Point localization data:
■ ■ ■ ■ ■ ■ ■

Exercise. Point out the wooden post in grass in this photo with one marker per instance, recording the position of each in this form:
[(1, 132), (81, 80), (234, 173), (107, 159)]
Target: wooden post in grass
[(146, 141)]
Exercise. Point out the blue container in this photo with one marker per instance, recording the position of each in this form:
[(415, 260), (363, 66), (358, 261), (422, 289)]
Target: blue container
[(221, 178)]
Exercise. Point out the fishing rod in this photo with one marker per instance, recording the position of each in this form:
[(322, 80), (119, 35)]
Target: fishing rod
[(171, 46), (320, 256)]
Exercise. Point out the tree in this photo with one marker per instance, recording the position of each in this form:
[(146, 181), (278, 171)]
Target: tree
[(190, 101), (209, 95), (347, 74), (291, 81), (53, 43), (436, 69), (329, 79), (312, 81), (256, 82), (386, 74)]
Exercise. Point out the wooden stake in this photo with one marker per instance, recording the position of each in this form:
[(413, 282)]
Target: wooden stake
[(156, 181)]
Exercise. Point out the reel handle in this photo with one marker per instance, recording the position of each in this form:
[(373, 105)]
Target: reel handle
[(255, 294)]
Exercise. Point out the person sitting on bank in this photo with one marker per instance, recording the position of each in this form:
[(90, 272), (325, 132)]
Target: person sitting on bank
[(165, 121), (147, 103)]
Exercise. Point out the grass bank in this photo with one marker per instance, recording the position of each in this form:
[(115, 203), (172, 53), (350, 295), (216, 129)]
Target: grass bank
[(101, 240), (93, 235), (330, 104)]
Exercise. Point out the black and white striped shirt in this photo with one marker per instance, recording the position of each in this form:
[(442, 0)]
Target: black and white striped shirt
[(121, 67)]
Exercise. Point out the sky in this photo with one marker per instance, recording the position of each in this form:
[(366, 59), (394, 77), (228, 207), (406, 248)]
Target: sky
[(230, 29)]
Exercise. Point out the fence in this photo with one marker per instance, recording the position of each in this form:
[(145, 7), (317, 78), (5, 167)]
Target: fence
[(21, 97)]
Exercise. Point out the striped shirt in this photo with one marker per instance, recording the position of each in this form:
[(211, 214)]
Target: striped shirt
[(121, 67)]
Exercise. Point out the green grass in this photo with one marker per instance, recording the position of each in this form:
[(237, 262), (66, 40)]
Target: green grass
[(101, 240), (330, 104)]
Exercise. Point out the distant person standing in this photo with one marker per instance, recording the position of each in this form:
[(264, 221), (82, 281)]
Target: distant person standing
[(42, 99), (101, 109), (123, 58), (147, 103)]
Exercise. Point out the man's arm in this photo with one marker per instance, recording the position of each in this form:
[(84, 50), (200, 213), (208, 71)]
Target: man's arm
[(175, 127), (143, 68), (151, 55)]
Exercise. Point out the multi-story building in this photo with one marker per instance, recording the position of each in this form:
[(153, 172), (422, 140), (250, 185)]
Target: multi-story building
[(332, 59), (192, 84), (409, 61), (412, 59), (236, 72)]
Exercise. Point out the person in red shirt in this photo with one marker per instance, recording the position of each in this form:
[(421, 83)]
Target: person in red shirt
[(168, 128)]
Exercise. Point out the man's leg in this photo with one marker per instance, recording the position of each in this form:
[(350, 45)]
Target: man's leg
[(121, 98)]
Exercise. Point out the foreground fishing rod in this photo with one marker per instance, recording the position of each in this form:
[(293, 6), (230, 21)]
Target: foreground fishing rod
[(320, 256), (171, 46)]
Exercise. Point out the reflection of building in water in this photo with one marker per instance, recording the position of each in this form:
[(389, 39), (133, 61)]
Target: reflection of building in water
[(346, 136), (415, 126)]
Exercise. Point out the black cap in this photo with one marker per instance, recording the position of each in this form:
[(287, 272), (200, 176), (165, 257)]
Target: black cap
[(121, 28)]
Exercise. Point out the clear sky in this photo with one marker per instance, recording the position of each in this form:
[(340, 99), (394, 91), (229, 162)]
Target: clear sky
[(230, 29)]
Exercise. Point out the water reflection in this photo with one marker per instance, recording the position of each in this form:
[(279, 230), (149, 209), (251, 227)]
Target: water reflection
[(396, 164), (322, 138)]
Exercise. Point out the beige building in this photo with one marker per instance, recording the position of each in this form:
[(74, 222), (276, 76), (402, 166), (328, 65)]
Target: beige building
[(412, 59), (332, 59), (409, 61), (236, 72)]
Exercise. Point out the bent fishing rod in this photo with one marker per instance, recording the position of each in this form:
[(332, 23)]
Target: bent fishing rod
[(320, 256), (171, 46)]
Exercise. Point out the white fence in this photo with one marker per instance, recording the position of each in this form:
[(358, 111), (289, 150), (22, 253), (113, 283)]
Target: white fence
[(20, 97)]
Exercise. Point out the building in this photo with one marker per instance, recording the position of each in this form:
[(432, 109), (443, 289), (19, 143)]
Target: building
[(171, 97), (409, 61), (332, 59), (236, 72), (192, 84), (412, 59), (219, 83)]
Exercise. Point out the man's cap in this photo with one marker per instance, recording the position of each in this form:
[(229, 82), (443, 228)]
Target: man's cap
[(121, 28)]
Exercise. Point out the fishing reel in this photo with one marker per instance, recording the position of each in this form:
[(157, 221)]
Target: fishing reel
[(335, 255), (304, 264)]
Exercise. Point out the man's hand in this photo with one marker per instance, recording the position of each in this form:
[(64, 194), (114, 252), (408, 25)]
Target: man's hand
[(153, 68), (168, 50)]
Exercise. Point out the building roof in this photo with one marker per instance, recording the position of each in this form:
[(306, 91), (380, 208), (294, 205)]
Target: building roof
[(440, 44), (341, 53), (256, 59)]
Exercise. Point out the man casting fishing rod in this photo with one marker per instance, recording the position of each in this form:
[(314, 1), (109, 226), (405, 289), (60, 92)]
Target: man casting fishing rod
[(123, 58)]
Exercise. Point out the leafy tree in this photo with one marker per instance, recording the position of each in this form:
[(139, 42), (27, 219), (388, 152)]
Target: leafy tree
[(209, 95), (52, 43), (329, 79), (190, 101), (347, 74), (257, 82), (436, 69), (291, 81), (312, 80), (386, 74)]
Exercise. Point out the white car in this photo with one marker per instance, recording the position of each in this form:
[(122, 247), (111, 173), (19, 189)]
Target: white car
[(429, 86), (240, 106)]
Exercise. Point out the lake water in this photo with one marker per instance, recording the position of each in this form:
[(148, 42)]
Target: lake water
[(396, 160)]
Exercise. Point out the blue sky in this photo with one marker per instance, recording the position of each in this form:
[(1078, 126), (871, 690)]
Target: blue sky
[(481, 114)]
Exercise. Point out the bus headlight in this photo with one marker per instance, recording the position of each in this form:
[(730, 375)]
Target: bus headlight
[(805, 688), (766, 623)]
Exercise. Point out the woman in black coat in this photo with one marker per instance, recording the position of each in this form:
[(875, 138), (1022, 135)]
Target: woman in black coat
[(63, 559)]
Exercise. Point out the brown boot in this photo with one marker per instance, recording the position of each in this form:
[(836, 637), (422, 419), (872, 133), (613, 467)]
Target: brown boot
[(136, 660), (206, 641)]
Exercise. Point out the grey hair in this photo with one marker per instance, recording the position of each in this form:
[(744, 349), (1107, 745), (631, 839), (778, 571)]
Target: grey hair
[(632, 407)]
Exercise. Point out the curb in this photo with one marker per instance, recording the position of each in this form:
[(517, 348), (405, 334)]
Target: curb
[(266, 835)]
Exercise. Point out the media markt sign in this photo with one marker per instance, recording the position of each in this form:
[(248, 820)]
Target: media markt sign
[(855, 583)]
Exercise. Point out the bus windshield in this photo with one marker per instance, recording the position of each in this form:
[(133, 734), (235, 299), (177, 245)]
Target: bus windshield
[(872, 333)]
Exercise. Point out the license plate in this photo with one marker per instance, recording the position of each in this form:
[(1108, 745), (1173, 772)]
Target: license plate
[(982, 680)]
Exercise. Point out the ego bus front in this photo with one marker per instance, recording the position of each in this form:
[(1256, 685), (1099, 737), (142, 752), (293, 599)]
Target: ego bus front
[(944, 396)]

■ ■ ■ ■ ■ ■ ■

Beginning with the line above that contains "Exercise. Point out the foreground", copy each line exactly up to and including the line that contains "Exercise. Point out the reflection", and go no further.

Written answer:
Exercise. Point out the foreground fishing rod in this photo with one marker per instance, recording the position of each in this form:
[(293, 6), (230, 21)]
Target: foreground fishing rod
[(320, 256), (171, 46)]
Exercise. Point out the reflection of building in water in this photo with one marker per instance, recording the position of each in this form:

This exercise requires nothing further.